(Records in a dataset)
::::
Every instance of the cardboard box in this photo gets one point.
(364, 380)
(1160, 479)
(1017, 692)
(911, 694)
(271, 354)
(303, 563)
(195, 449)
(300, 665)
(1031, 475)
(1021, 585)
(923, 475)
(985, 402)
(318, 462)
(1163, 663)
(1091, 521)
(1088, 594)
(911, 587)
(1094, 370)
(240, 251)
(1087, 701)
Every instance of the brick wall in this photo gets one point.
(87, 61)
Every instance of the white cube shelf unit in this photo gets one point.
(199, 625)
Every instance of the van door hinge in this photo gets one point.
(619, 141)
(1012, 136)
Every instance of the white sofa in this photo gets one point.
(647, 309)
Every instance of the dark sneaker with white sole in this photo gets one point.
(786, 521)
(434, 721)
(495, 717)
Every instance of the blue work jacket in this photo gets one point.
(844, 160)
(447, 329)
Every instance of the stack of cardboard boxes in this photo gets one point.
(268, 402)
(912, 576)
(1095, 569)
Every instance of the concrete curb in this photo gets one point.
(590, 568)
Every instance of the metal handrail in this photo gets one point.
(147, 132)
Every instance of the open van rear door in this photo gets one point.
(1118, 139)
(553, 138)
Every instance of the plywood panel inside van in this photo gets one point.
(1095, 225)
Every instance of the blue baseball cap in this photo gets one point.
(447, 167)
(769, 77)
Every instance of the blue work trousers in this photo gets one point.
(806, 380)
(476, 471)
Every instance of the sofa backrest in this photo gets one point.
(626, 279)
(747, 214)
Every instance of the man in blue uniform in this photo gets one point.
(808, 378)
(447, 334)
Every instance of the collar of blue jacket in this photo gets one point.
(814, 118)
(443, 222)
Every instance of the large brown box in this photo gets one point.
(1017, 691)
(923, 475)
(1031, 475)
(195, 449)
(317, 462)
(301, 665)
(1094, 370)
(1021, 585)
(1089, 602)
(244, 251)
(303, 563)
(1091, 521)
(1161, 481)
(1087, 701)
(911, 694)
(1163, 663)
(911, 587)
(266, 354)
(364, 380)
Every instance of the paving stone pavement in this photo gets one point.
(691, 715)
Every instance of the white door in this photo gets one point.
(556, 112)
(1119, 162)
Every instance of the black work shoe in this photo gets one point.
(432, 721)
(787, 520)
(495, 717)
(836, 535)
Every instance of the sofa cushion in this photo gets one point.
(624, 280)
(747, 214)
::::
→ Exercise
Output the records above as a Markdown table with the columns Row and Line, numbering each non-blank line in order and omitting blank lines.

→ Full response
| Row | Line |
|---|---|
| 1 | Every instance of the cardboard box in this photo gets one point. |
| 2 | (364, 380) |
| 3 | (1160, 479) |
| 4 | (1017, 692) |
| 5 | (911, 694) |
| 6 | (271, 354) |
| 7 | (303, 563) |
| 8 | (195, 449) |
| 9 | (300, 665) |
| 10 | (1031, 475) |
| 11 | (1021, 585) |
| 12 | (923, 475) |
| 13 | (985, 402) |
| 14 | (318, 462) |
| 15 | (1163, 663) |
| 16 | (1091, 521) |
| 17 | (1088, 594) |
| 18 | (911, 587) |
| 19 | (1094, 370) |
| 20 | (240, 251) |
| 21 | (1087, 701) |
| 22 | Every instance of the brick wall in this photo gets one point. |
| 23 | (87, 61) |
| 24 | Every instance of the white cube shelf unit in this photo gets one point. |
| 25 | (199, 625) |
| 26 | Every instance of the van door hinge in this photo gets one point. |
| 27 | (619, 141) |
| 28 | (1012, 136) |
| 29 | Every instance of the white sofa in this photo gets one point. |
| 30 | (647, 309) |
| 31 | Every instance of the dark sneaker with white sole in this photo gets one point. |
| 32 | (786, 521) |
| 33 | (434, 721) |
| 34 | (495, 717) |
| 35 | Every instance of the blue work jacket in this photo gets one point. |
| 36 | (844, 160) |
| 37 | (447, 329) |
| 38 | Every instance of the stack of cardboard boxes in this photo gets one point. |
| 39 | (268, 402) |
| 40 | (912, 576) |
| 41 | (1095, 569) |
| 42 | Every instance of the concrete curb in this photo gets one point. |
| 43 | (590, 568) |
| 44 | Every instance of the metal handrail in this photo gets one point. |
| 45 | (147, 132) |
| 46 | Every instance of the open van rear door in this photo gets one point. |
| 47 | (1118, 139) |
| 48 | (553, 138) |
| 49 | Every instance of the plywood panel inside van in this photo gets one point. |
| 50 | (1095, 225) |
| 51 | Every instance of the blue baseball cap in this photo gets one point. |
| 52 | (447, 167) |
| 53 | (769, 77) |
| 54 | Every instance of the blue work trousers in this photo gets one point. |
| 55 | (806, 380) |
| 56 | (476, 471) |
| 57 | Every instance of the sofa backrest in this photo gets one point. |
| 58 | (626, 279) |
| 59 | (747, 214) |
| 60 | Every instance of the man in blue uniform in this photo gets one point. |
| 61 | (808, 378) |
| 62 | (447, 334) |
| 63 | Every instance of the collar of blue jacket in this photo gets one point. |
| 64 | (814, 118) |
| 65 | (443, 222) |
| 66 | Every instance of the large brown box in this photo gets one point. |
| 67 | (1017, 691) |
| 68 | (923, 475) |
| 69 | (1031, 475) |
| 70 | (195, 449) |
| 71 | (317, 462) |
| 72 | (301, 665) |
| 73 | (1094, 370) |
| 74 | (1021, 585) |
| 75 | (1089, 602) |
| 76 | (244, 251) |
| 77 | (303, 563) |
| 78 | (1091, 521) |
| 79 | (1161, 481) |
| 80 | (1087, 701) |
| 81 | (911, 694) |
| 82 | (1163, 663) |
| 83 | (911, 587) |
| 84 | (266, 354) |
| 85 | (364, 380) |
| 86 | Every instance of the paving stone pavement in this photo gets one point. |
| 87 | (691, 715) |
| 88 | Every instance of the white door in this photo gets one point. |
| 89 | (556, 112) |
| 90 | (1119, 162) |
| 91 | Every instance of the black work shoe in this photo gets one point. |
| 92 | (432, 721) |
| 93 | (787, 520) |
| 94 | (495, 717) |
| 95 | (836, 535) |
| 96 | Every instance of the sofa cushion in this photo gets one point. |
| 97 | (624, 280) |
| 98 | (747, 214) |